• Do this
Express the entries as a two-column CSV with the headers input and output, one row per entry, placing each entry's text and its answer in its own quoted field with line breaks changed to spaces. Use only the entries that begin at the line that has "Locate the snow pants" and end after the line that has "[223,203,412,353]".

— BEGIN Input —

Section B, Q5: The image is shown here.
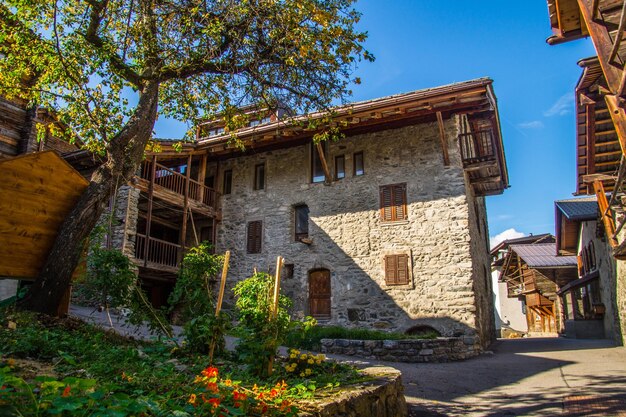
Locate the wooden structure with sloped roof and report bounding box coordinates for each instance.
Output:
[547,0,626,259]
[0,151,89,280]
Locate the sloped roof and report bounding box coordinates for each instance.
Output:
[554,196,598,221]
[511,243,578,268]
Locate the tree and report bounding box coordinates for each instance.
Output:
[0,0,372,314]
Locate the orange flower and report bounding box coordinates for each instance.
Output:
[202,366,218,378]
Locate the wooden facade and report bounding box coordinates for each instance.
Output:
[0,151,88,280]
[548,0,626,259]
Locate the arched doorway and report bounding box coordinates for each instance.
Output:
[309,269,330,319]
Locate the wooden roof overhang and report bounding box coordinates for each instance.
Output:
[151,78,509,195]
[575,57,622,195]
[0,151,89,280]
[546,0,589,45]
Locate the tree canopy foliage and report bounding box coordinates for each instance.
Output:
[0,0,371,151]
[0,0,372,313]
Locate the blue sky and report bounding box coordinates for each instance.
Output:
[156,0,595,244]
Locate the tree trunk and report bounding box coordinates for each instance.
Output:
[20,83,159,315]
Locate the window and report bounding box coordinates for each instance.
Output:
[311,142,328,182]
[254,164,265,190]
[222,169,233,195]
[354,152,365,177]
[385,254,409,285]
[380,184,408,222]
[247,220,263,253]
[294,204,309,242]
[335,155,346,180]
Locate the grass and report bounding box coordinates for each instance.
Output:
[285,326,439,351]
[0,310,361,417]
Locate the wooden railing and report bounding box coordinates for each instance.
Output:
[459,130,496,165]
[141,161,217,208]
[135,233,180,267]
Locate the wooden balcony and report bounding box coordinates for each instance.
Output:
[459,128,506,196]
[135,233,181,272]
[132,161,219,217]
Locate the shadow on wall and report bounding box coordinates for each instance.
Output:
[274,193,488,337]
[403,338,626,417]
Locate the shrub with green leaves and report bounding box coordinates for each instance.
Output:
[169,242,225,354]
[234,272,293,375]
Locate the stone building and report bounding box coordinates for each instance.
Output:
[107,79,508,349]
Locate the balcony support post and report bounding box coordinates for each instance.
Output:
[143,155,156,266]
[179,155,191,260]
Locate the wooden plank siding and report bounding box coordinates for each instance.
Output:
[0,151,88,279]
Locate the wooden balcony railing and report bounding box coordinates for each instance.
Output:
[459,129,496,166]
[141,161,217,209]
[135,233,180,267]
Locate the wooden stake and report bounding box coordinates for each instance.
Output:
[215,250,230,317]
[267,256,284,376]
[209,250,230,364]
[437,111,450,166]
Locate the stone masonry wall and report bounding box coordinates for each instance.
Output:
[321,337,480,363]
[217,120,492,342]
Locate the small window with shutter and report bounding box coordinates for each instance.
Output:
[385,254,409,285]
[247,220,263,253]
[380,183,408,222]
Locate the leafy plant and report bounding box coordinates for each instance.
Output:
[82,226,172,339]
[234,272,292,375]
[168,242,225,354]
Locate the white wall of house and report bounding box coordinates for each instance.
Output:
[217,119,494,345]
[491,268,528,337]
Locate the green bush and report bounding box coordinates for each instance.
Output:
[285,326,438,351]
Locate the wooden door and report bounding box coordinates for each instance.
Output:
[309,269,330,319]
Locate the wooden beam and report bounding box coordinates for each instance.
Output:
[143,155,156,266]
[593,181,618,248]
[604,95,626,155]
[315,142,333,184]
[437,111,450,166]
[578,0,622,94]
[585,103,596,174]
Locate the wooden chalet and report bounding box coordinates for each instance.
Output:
[499,240,576,333]
[131,78,509,304]
[547,0,626,259]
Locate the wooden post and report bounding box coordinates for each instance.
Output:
[593,181,618,248]
[209,250,230,364]
[267,256,284,376]
[198,154,207,202]
[437,111,450,166]
[143,155,156,266]
[180,154,191,259]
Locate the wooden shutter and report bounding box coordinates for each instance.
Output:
[385,254,409,285]
[247,220,263,253]
[380,184,408,222]
[380,185,393,222]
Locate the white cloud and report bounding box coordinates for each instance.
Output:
[517,120,543,129]
[489,228,526,248]
[543,93,574,117]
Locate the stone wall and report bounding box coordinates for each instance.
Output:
[321,337,481,363]
[217,116,493,340]
[578,220,621,341]
[298,367,407,417]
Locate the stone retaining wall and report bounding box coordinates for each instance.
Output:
[321,337,481,362]
[298,367,407,417]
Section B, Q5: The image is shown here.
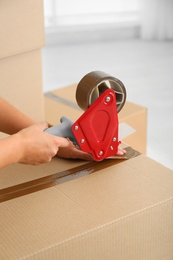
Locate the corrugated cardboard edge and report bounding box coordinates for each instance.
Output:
[0,147,140,203]
[21,197,173,260]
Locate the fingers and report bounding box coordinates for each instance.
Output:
[116,148,126,155]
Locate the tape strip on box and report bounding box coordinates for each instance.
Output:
[0,147,140,202]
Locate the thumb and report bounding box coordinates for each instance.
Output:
[56,136,69,147]
[38,122,48,131]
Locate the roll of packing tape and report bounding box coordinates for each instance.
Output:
[76,71,126,112]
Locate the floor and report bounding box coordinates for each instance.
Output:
[43,40,173,170]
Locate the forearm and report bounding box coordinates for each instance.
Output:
[0,98,36,134]
[0,135,22,169]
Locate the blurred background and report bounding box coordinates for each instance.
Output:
[43,0,173,169]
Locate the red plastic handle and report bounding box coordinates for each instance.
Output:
[71,89,119,161]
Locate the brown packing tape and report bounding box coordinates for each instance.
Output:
[0,147,140,202]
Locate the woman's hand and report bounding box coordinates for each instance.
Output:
[15,123,69,165]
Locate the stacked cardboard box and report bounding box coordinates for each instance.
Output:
[0,0,173,260]
[0,0,44,126]
[44,84,147,154]
[0,146,173,260]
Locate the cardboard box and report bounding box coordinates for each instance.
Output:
[44,84,147,154]
[0,0,44,58]
[0,149,173,260]
[0,49,44,121]
[0,0,44,129]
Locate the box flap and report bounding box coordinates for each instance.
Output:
[0,155,173,259]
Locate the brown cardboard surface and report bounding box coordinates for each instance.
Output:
[0,155,173,260]
[44,84,147,154]
[0,50,44,126]
[0,0,44,58]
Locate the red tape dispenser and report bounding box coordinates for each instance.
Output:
[45,71,126,161]
[71,89,120,161]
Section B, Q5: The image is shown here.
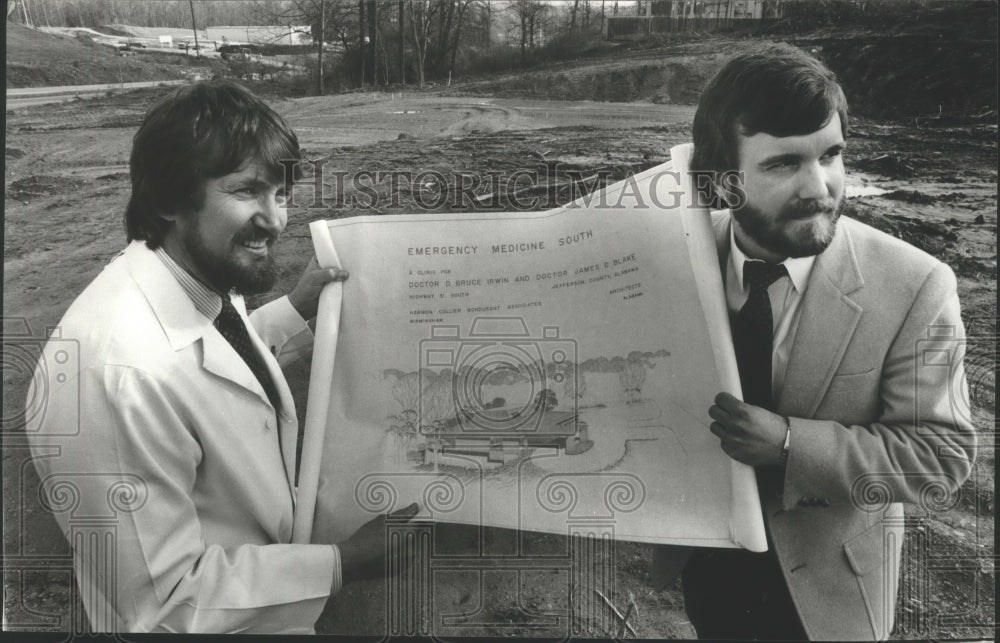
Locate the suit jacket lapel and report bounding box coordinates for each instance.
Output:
[201,332,270,404]
[712,212,864,418]
[233,299,299,500]
[776,221,864,418]
[122,241,287,403]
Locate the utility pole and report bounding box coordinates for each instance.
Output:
[358,0,368,88]
[316,0,326,96]
[368,0,376,87]
[399,0,406,85]
[188,0,201,56]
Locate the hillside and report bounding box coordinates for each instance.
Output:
[450,2,997,121]
[6,21,222,88]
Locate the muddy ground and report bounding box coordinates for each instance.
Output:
[3,75,997,638]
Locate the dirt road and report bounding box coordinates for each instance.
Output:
[3,90,997,638]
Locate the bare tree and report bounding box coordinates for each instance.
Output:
[408,0,441,89]
[510,0,548,61]
[618,361,646,404]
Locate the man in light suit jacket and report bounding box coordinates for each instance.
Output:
[682,46,975,640]
[27,82,414,633]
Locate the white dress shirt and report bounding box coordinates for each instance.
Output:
[726,223,816,399]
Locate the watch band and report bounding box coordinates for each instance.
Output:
[778,418,792,467]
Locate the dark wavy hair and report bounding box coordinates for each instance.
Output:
[690,44,847,205]
[125,81,300,249]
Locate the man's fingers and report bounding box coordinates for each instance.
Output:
[715,393,743,413]
[708,404,732,424]
[317,268,351,284]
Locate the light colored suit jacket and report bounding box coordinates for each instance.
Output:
[712,212,976,640]
[27,242,335,633]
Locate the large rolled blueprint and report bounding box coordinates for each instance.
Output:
[295,146,766,551]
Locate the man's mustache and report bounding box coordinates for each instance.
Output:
[233,223,278,245]
[781,199,837,219]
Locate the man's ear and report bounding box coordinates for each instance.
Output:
[156,211,181,223]
[712,172,747,210]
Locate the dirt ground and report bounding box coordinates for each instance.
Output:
[2,3,997,639]
[3,79,997,638]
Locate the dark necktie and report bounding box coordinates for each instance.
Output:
[215,295,279,409]
[733,261,788,410]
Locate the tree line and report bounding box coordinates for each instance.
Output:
[9,0,644,93]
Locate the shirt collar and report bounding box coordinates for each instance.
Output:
[153,246,222,321]
[729,221,816,293]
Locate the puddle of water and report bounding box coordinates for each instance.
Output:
[844,172,891,199]
[844,185,891,199]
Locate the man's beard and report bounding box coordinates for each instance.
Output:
[732,198,844,258]
[184,223,278,295]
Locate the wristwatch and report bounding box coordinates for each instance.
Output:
[778,418,792,467]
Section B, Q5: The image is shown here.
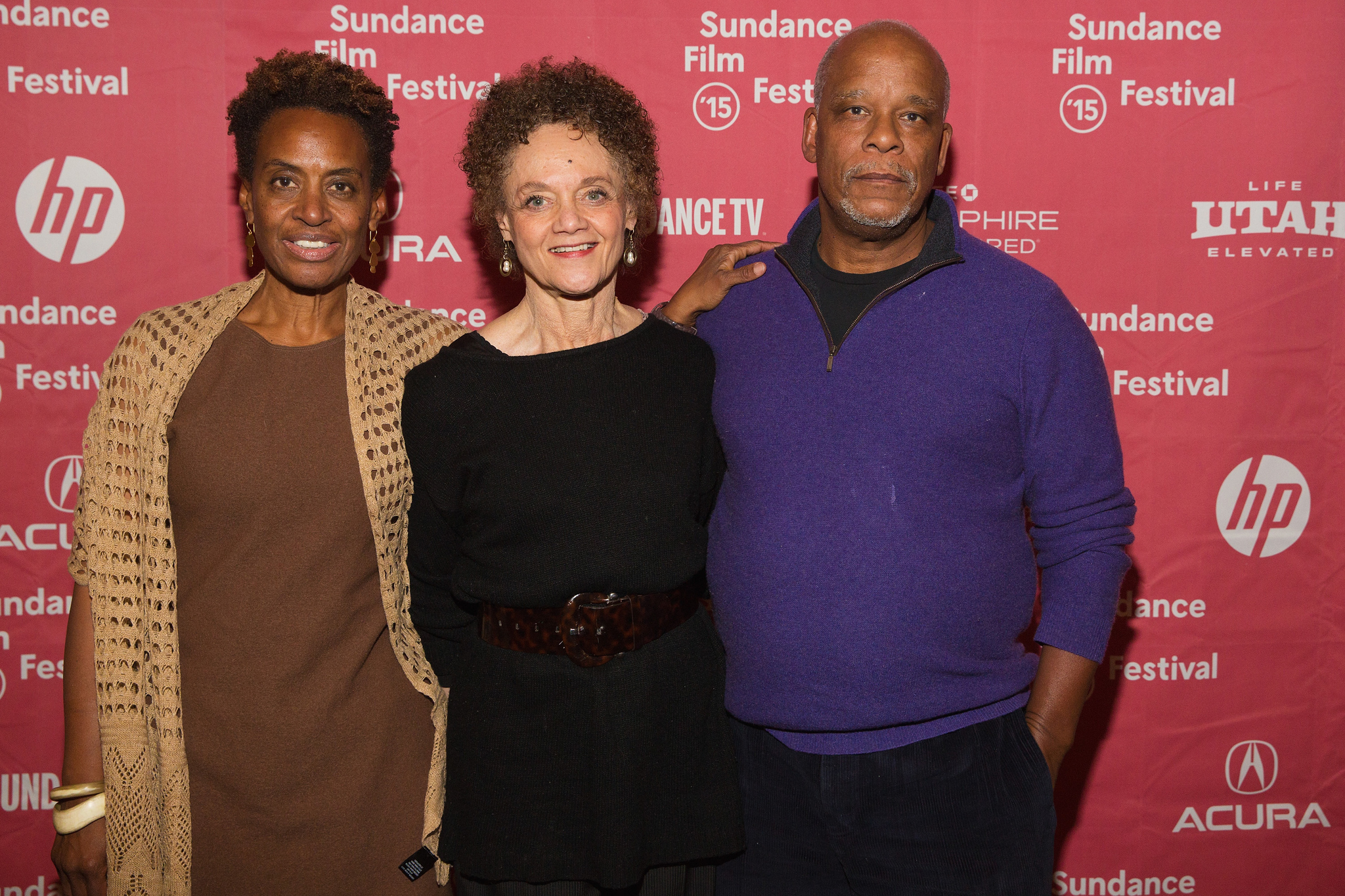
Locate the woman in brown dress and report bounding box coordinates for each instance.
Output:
[53,51,461,896]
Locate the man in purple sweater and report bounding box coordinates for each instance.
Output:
[663,16,1134,896]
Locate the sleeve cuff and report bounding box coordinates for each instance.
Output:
[1036,548,1130,662]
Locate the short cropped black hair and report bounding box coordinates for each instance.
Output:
[225,50,397,191]
[458,56,661,257]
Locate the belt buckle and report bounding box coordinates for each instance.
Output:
[561,591,631,669]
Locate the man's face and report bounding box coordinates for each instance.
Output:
[803,31,952,239]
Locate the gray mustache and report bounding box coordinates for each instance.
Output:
[841,163,916,190]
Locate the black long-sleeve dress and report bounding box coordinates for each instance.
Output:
[402,320,744,888]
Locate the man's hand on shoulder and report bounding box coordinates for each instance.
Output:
[663,239,783,326]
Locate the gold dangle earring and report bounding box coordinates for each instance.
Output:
[621,230,640,267]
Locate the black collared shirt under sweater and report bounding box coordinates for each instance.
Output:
[402,320,744,888]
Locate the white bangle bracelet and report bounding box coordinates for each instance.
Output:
[51,780,102,802]
[51,794,108,834]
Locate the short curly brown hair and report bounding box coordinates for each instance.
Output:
[458,56,659,258]
[225,50,397,191]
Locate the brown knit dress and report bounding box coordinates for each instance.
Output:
[168,320,435,896]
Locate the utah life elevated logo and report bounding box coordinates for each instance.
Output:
[1214,454,1313,557]
[13,156,127,265]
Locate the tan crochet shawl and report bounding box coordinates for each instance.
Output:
[70,276,463,896]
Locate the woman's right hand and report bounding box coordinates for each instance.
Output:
[663,239,783,326]
[51,818,108,896]
[51,584,108,896]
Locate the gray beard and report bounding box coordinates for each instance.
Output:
[841,196,914,230]
[841,163,916,230]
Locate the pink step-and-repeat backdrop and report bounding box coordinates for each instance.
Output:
[0,0,1345,896]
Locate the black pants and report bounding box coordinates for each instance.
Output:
[716,710,1056,896]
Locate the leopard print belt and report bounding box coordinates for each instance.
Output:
[476,575,709,668]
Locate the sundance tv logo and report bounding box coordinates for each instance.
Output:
[1214,454,1313,557]
[13,156,127,265]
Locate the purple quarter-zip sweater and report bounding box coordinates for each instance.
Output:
[699,192,1136,754]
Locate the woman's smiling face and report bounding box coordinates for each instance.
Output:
[240,109,385,291]
[496,125,636,298]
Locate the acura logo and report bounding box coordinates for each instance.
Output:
[47,454,83,513]
[1224,740,1279,796]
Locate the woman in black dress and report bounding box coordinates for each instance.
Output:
[402,59,744,896]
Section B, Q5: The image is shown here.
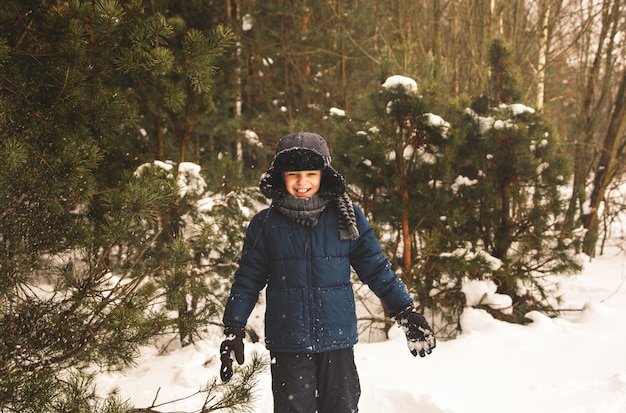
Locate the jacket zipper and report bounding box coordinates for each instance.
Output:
[304,228,319,352]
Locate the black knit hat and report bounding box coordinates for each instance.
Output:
[259,132,346,199]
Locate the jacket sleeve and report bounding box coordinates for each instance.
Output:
[222,210,269,327]
[350,205,413,313]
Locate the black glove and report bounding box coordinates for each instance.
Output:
[220,327,246,382]
[391,305,437,357]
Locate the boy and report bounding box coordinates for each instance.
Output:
[220,132,436,413]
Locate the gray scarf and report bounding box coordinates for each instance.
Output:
[273,193,359,240]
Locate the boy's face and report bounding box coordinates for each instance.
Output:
[283,170,322,198]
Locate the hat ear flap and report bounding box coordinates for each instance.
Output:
[320,166,346,199]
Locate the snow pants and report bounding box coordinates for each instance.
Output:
[270,348,361,413]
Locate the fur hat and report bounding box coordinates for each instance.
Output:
[259,132,346,199]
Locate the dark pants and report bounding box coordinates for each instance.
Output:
[271,348,361,413]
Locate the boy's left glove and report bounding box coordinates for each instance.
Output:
[220,327,246,382]
[391,305,437,357]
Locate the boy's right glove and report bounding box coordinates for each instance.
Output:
[220,327,246,382]
[391,305,437,357]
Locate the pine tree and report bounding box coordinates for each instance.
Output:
[0,0,258,412]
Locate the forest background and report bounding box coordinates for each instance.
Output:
[0,0,626,412]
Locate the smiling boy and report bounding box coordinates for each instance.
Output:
[220,132,436,413]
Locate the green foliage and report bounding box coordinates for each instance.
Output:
[334,69,580,337]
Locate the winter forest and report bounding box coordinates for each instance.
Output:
[0,0,626,413]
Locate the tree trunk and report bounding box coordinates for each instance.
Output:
[582,69,626,257]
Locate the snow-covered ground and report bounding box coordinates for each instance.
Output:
[98,241,626,413]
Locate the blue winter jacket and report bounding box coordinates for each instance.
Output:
[223,203,412,353]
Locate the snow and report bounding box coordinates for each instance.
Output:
[98,241,626,413]
[382,75,417,93]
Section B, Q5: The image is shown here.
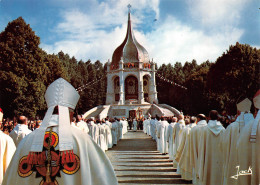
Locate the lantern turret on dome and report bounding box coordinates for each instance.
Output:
[110,11,151,70]
[83,5,180,119]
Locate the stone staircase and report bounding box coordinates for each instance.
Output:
[106,131,192,185]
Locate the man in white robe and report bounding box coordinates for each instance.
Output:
[75,115,89,133]
[0,108,16,184]
[9,116,32,147]
[89,118,99,143]
[157,117,169,155]
[190,114,207,184]
[111,119,118,146]
[150,117,156,140]
[238,89,260,185]
[98,120,107,151]
[146,118,151,136]
[221,98,254,185]
[117,119,124,140]
[175,116,197,180]
[133,118,137,132]
[2,78,118,185]
[198,110,225,185]
[167,117,177,160]
[155,117,161,151]
[105,118,113,148]
[143,118,147,134]
[172,114,185,168]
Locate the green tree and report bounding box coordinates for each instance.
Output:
[0,17,48,117]
[207,43,260,114]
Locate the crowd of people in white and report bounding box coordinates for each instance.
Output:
[71,115,128,151]
[143,94,260,185]
[0,82,260,185]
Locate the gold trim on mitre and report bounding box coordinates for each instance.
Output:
[237,98,252,112]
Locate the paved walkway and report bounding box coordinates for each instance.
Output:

— END Input —

• Problem solution
input,output
"Locate the snow pants and report bounding box coordinates for each instance. Output:","[270,348,361,413]"
"Locate the fur hat and report bounding box coordinates for each instance. Output:","[259,132,346,199]"
"Locate the dark pants and report bounding box coordinates for each instance. Output:","[271,348,361,413]"
"Locate the boy's left glove and report bounding box coordinates for each instance. Output:","[220,327,246,382] [391,305,437,357]"
"Locate the boy's right glove and report bounding box coordinates for each instance. Output:","[220,327,246,382] [391,305,437,357]"
"Locate the pine tree and report bounding box coordinates for each instance. Output:","[0,0,258,412]"
"Locate the forest background and report bounding box coordinates for each instance. Output:","[0,0,626,412]"
"Locate the smiling boy and report bounding box coordinates for each instance. Output:","[220,132,436,413]"
"Locate the green foliage and report bounding box coordinates for each instance. Output:","[334,69,580,337]"
"Locate the winter forest and report bounding box coordinates for each instance. Output:","[0,0,626,413]"
"Locate the tree trunk and report bounding box coordinates for each instance. Output:","[582,69,626,257]"
"Locate the snow-covered ground and report bounding box coordinates for each instance. Output:","[98,241,626,413]"
"Locate the blue winter jacket and report bounding box coordinates for each instance. Output:","[223,203,412,353]"